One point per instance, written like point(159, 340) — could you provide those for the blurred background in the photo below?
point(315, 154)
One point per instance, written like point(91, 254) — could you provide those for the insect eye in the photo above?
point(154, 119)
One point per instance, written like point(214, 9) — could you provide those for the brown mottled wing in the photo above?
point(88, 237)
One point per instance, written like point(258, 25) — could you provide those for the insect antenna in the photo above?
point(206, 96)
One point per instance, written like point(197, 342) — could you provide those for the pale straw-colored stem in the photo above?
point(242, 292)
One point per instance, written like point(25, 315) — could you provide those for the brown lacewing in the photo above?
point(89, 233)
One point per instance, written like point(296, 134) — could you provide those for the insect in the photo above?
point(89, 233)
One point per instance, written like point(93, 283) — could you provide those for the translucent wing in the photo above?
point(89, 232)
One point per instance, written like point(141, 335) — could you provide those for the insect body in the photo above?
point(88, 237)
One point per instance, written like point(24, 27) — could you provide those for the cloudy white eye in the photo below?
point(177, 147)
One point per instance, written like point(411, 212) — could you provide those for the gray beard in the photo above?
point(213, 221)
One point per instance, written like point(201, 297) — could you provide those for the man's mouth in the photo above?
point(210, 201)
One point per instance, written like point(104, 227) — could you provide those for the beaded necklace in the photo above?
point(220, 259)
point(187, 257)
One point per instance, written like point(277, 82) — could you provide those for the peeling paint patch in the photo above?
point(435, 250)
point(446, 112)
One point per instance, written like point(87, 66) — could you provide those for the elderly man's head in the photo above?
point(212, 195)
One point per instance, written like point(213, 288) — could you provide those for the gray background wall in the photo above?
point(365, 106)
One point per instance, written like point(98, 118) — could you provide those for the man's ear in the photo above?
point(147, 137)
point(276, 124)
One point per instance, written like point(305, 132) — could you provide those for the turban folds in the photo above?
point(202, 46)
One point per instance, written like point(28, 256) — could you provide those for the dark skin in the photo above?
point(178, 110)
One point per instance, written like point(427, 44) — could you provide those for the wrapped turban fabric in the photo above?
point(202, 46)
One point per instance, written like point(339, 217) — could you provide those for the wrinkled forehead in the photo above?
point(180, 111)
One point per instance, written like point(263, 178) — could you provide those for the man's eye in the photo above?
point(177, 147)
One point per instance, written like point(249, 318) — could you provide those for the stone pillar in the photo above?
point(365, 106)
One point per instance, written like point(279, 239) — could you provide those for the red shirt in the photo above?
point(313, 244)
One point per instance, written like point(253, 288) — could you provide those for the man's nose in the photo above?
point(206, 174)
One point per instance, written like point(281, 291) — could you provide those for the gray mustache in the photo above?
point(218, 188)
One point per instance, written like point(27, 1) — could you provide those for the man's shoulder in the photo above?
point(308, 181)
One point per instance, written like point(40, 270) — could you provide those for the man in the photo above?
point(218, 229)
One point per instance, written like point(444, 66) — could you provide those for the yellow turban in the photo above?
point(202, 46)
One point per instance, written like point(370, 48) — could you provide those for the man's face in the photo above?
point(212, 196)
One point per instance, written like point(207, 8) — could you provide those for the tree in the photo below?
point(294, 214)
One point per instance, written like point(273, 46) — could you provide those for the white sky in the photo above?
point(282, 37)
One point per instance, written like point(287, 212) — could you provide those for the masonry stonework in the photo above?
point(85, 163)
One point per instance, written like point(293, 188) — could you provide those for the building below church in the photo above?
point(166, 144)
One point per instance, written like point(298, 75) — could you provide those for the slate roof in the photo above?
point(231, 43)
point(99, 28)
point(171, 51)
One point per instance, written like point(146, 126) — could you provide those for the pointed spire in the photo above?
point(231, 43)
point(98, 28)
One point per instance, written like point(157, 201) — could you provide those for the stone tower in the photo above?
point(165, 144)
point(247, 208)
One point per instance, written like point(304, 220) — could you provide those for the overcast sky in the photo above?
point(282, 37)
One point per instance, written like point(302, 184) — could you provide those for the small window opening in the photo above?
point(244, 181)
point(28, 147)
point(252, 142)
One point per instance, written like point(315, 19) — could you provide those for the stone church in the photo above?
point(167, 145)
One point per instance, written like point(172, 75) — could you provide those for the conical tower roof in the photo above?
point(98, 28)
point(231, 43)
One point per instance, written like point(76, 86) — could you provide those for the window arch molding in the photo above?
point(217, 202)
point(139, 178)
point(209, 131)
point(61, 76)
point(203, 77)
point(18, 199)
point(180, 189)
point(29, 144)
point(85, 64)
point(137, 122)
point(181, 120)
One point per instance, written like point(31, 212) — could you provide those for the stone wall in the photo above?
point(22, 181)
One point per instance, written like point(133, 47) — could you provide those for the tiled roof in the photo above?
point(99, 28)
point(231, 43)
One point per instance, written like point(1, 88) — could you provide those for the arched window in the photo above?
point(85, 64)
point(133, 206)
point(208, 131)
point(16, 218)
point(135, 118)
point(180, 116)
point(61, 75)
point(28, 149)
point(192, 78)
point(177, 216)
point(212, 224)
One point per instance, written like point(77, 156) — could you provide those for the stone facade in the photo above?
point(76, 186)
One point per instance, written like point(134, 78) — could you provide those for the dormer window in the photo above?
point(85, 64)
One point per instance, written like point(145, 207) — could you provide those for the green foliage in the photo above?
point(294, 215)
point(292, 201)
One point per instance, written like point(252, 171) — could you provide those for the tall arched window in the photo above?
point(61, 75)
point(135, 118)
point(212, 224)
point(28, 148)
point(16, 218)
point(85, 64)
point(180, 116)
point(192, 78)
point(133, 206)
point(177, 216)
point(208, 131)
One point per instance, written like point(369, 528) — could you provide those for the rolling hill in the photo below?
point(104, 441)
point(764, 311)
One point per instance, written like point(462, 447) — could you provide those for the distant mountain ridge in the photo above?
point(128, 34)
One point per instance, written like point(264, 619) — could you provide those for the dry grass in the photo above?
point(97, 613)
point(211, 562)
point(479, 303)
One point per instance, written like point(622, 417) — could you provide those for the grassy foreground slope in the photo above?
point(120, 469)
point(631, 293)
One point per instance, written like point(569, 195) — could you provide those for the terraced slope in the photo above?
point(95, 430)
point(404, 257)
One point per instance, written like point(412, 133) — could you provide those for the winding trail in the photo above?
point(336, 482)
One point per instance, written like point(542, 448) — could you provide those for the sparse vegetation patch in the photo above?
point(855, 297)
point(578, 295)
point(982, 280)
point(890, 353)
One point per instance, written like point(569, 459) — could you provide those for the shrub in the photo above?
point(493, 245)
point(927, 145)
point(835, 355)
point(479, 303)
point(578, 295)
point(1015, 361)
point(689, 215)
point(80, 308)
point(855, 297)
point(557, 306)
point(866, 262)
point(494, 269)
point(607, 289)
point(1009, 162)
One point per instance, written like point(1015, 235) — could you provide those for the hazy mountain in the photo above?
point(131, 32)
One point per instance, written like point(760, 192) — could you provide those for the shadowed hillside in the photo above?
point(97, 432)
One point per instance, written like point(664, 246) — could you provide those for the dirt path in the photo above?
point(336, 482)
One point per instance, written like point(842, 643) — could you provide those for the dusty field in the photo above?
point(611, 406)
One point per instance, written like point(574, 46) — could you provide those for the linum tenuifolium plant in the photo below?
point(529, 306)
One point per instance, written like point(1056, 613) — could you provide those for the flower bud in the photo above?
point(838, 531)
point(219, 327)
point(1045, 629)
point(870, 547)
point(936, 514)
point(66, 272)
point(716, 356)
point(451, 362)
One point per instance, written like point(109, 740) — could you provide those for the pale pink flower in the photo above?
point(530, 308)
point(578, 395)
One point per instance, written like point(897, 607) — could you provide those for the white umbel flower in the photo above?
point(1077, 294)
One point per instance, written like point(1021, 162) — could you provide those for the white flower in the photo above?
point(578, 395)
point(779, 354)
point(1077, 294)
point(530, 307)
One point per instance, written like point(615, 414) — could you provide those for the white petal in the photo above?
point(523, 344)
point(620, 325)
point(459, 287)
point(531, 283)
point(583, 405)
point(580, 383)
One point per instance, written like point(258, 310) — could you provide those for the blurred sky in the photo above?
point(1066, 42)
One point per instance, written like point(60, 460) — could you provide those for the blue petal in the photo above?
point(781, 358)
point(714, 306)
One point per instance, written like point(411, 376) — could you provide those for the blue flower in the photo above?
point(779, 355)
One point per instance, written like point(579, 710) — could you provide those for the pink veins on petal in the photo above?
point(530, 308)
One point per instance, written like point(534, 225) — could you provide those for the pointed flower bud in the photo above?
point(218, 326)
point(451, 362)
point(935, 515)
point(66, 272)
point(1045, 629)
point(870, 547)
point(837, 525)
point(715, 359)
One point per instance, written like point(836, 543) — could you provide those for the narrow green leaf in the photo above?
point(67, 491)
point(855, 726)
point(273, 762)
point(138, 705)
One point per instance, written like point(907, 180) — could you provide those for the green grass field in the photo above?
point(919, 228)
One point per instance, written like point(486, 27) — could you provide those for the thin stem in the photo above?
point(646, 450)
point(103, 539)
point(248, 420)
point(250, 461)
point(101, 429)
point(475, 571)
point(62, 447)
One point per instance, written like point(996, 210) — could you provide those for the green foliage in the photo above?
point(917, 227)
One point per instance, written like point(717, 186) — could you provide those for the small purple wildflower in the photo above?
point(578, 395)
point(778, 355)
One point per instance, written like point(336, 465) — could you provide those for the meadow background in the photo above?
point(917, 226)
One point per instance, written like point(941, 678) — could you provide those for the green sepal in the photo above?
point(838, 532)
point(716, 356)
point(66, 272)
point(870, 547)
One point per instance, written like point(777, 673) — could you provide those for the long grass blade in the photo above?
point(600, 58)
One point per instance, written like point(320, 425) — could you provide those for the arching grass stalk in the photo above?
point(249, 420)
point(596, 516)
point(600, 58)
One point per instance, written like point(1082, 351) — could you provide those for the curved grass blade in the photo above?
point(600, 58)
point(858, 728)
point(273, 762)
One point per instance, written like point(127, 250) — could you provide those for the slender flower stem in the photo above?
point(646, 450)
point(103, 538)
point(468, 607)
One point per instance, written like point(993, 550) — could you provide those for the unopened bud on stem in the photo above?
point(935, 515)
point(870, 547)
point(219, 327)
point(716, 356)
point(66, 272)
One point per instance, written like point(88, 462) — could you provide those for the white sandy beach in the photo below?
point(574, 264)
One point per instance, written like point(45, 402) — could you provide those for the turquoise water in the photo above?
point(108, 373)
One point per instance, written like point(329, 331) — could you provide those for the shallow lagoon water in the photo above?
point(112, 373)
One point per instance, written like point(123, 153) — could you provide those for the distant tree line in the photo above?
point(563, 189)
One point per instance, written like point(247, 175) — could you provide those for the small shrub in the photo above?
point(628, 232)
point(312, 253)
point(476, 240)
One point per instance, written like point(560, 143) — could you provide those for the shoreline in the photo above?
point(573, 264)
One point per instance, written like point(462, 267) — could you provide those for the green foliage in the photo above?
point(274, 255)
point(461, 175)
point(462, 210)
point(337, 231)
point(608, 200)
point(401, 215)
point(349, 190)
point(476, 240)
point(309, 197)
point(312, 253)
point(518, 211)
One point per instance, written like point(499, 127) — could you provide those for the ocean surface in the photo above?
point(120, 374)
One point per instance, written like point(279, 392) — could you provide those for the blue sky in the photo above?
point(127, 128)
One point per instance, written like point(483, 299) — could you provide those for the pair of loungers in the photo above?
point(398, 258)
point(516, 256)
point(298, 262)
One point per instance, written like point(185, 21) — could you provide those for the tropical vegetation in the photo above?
· · · · ·
SHORT EXERCISE:
Write out the lines again, starting at the line containing "One point per instance, written like point(444, 66)" and ending at the line containing "point(294, 214)". Switch "yellow turban" to "orange turban" and leave everything else unchanged.

OUTPUT OF THE EXERCISE:
One point per instance, written like point(444, 66) — could you provide those for the orange turban in the photo above?
point(202, 46)
One point per instance, written like point(370, 48) — could you provide those for the man's face in the photo above?
point(212, 196)
One point per instance, written like point(207, 8) — could you provide those for the tree in the photo below?
point(294, 214)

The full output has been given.